## GIVEN TASK
Convert the rows below into a JSON list of strings, with one string per line and any blank lines left out.

+ + + + +

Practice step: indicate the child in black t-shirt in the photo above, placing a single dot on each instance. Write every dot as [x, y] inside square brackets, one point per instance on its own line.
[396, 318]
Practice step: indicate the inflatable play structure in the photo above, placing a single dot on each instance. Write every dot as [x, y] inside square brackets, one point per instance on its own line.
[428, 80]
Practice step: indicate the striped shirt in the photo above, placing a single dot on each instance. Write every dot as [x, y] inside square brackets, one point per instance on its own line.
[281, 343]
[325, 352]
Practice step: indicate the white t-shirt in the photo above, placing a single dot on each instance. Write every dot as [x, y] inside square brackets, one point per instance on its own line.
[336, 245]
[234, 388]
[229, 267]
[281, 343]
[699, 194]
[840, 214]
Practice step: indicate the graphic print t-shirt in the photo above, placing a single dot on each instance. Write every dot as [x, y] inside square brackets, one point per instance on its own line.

+ + + + +

## RESPONSE TO THE EXERCISE
[
  "Practice step: indicate the child in black t-shirt in the photo above, placing a single dot on each instance. Write every dot as [x, y] inside square brackets, one point per instance on its own line.",
  "[396, 318]",
  "Practice step: indicate the inflatable play structure in the photo above, placing a single dot on each instance. Write every dot as [x, y] inside square brackets, one point per instance on its own line.",
  "[428, 80]",
  "Practice step: indicate the striped shirt in the photo above, placing a single dot on each instance. Write every dot as [x, y] inside square brackets, one point per instance on its own line.",
  "[281, 343]",
  "[325, 352]",
  "Practice step: indicate the white t-shirt in the photo above, placing a single dot on each instance. Write every dot as [x, y] inside square brackets, one point per instance on its own line.",
  "[336, 245]",
  "[234, 388]",
  "[229, 267]",
  "[281, 343]",
  "[699, 194]",
  "[840, 214]",
  "Practice step: indicate the graphic print t-shirt in the photo above, placing a single dot on each instance. Write every dot as [x, y] inside square brackets, one point per instance on its own line."
]